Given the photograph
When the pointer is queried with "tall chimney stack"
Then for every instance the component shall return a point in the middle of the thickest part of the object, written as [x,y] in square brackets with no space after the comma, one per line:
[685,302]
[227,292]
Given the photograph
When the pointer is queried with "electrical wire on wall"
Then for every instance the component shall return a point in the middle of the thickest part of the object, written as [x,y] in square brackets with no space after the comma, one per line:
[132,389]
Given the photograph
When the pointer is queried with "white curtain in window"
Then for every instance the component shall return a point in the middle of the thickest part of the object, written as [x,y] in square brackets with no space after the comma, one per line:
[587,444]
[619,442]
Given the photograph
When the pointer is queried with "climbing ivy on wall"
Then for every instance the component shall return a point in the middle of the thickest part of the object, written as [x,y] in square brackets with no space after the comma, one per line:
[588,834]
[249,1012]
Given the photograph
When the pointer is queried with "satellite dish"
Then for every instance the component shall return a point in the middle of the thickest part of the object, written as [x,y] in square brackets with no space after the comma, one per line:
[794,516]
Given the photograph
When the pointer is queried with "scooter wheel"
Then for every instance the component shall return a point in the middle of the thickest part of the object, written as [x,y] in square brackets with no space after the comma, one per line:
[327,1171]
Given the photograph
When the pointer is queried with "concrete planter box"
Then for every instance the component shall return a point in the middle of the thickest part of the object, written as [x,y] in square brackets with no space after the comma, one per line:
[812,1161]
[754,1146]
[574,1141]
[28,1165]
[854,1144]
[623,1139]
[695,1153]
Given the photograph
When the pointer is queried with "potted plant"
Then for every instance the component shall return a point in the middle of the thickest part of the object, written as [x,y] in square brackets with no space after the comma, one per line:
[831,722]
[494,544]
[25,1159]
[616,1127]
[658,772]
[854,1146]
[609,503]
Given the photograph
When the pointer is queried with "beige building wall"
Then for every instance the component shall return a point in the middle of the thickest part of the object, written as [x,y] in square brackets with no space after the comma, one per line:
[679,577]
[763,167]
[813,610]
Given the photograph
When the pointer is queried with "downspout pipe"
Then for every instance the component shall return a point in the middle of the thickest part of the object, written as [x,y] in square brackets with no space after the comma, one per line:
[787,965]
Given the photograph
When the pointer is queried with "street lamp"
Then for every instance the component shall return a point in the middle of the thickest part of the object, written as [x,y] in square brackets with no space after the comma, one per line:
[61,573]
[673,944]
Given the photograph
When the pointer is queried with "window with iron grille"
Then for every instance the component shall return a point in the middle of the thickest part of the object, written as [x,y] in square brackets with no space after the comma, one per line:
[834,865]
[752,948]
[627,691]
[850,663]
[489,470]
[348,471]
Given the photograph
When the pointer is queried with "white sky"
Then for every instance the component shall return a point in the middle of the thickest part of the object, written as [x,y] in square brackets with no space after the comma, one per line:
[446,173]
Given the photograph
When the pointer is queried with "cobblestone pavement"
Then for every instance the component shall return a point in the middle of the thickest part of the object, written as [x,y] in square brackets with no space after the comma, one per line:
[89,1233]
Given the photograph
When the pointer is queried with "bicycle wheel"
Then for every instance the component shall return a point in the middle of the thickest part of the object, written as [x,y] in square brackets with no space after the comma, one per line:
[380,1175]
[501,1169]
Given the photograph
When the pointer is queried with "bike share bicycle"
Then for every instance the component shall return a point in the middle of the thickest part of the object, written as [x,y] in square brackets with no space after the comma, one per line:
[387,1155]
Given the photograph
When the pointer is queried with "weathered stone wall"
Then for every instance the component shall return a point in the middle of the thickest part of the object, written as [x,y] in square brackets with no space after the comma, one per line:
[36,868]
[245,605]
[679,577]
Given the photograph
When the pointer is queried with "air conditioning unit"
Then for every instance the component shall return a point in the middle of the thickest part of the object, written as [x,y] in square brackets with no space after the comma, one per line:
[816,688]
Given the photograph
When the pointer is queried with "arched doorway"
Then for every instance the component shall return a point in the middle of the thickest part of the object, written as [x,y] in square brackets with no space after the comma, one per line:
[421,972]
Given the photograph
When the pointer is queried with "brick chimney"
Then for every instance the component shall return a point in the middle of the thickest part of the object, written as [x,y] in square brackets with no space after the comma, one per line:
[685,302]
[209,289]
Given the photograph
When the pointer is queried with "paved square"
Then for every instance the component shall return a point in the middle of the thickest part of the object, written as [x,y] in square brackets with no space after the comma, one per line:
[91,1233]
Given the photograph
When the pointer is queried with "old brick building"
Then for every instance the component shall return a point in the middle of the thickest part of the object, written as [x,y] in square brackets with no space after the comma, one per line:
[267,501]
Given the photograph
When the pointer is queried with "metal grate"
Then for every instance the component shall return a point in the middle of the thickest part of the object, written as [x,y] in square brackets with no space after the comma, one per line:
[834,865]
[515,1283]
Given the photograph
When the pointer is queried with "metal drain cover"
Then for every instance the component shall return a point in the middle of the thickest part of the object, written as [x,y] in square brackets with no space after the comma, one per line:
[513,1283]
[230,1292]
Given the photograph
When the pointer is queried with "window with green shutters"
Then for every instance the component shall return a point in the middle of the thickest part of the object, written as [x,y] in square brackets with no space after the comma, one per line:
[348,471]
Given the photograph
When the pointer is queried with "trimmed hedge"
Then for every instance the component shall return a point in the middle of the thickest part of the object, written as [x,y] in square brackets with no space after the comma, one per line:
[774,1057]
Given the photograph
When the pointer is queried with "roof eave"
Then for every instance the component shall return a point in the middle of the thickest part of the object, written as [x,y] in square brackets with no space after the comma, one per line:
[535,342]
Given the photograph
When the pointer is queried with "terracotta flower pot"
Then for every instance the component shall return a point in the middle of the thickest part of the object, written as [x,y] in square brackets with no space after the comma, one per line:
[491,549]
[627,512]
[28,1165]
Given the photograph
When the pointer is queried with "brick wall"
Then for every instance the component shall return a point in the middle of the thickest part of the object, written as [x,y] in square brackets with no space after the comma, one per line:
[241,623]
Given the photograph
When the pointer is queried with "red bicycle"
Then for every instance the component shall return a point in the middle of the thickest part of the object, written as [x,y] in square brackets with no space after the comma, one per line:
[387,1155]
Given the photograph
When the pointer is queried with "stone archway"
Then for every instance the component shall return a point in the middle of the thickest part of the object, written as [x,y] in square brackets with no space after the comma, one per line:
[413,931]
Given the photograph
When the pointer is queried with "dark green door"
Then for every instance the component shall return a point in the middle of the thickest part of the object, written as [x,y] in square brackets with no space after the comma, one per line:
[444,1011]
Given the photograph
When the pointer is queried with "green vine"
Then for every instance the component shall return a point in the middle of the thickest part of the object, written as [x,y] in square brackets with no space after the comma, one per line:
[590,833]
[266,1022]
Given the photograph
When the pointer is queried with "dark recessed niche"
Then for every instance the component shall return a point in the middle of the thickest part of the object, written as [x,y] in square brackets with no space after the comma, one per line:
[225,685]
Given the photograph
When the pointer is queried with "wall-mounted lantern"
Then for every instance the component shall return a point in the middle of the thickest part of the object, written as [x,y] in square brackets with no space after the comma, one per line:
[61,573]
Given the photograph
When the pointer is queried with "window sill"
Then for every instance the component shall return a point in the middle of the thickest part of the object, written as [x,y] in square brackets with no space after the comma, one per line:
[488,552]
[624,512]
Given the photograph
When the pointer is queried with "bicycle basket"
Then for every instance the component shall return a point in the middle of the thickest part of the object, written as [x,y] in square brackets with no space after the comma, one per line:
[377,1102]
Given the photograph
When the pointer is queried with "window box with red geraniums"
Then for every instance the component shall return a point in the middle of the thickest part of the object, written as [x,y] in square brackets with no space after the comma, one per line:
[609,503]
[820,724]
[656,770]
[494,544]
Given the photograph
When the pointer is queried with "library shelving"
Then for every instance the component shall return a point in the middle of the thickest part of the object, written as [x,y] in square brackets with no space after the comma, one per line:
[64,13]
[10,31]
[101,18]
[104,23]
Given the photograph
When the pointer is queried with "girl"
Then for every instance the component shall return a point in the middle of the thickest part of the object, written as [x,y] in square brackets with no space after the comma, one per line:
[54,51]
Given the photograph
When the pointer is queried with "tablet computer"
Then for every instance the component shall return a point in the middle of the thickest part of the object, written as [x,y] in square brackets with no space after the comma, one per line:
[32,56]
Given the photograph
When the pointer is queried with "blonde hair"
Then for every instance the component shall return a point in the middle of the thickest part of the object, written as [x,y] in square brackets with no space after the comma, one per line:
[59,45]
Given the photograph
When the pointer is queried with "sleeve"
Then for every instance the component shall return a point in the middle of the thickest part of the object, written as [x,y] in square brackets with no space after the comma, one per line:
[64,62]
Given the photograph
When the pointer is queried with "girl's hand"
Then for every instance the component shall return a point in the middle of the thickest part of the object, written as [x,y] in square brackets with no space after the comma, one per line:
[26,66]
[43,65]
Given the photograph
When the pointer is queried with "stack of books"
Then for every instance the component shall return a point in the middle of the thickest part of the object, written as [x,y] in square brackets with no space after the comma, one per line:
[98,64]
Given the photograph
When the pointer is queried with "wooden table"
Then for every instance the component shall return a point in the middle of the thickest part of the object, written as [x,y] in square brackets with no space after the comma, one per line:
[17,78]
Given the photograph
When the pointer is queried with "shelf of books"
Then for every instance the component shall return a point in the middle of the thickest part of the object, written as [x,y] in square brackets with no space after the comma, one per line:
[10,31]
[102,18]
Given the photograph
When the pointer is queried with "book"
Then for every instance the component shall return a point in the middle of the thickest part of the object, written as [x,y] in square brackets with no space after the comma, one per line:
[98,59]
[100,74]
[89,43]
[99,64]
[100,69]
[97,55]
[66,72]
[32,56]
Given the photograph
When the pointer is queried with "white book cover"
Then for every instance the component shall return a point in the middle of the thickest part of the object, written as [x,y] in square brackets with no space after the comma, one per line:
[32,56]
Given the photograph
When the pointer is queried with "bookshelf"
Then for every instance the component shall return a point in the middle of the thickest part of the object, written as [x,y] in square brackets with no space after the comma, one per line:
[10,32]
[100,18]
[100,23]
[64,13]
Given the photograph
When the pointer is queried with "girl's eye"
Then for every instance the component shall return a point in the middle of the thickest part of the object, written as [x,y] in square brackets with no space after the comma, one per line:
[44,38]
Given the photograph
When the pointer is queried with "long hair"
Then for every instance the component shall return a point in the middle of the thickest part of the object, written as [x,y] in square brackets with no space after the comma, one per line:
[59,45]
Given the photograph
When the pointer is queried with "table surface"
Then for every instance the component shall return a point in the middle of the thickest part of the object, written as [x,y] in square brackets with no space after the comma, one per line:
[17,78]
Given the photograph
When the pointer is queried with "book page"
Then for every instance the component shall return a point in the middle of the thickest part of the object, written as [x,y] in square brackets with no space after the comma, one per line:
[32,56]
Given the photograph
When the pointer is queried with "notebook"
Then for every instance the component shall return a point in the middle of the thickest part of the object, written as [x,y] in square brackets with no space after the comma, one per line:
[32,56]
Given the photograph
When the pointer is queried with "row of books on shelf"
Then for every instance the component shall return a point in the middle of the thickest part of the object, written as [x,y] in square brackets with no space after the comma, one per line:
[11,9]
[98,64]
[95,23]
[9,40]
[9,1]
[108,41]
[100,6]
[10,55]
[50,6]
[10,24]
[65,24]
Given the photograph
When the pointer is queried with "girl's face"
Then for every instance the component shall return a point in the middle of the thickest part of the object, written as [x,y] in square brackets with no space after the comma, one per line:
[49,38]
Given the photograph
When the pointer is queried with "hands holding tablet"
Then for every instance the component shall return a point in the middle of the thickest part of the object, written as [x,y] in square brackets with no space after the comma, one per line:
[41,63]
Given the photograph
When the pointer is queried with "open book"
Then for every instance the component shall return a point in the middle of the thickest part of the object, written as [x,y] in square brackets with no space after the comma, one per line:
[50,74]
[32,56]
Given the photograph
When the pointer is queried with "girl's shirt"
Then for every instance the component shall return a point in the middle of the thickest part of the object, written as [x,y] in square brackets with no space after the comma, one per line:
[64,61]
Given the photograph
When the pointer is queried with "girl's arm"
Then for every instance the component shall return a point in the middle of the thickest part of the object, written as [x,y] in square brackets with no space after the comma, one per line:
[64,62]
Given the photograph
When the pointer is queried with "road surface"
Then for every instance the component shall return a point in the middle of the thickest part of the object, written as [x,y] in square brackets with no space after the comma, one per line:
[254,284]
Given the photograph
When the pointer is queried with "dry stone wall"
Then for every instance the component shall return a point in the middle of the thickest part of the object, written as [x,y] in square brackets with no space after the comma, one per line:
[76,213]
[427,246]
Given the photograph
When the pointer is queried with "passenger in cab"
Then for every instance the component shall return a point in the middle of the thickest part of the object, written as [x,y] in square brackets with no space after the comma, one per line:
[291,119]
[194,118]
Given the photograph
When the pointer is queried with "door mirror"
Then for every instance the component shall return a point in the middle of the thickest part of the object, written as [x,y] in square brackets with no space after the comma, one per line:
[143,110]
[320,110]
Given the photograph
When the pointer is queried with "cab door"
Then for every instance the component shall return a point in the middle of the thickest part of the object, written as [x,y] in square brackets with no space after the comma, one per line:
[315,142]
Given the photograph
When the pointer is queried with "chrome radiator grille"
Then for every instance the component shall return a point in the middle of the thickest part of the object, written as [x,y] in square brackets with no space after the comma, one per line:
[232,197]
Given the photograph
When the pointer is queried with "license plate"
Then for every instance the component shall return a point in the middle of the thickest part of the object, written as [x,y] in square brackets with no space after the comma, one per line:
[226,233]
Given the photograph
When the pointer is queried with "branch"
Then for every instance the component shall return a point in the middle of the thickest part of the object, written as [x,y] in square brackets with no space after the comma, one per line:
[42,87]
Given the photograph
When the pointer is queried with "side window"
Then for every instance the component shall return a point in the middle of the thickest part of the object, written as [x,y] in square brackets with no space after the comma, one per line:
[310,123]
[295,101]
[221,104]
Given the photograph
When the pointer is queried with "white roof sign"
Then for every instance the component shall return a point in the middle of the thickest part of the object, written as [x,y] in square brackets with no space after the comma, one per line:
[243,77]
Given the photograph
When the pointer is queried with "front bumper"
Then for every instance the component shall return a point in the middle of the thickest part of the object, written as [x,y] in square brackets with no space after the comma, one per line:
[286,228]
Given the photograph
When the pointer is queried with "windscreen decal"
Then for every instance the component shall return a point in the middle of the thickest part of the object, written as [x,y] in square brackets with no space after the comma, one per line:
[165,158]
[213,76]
#####
• TASK PROMPT: Locate every line in the entries above that contains the word "tablet", and copy each of those lines.

• WRITTEN SOLUTION:
When the pointer is queried with "tablet computer"
When the pointer is queried with "hands holding tablet"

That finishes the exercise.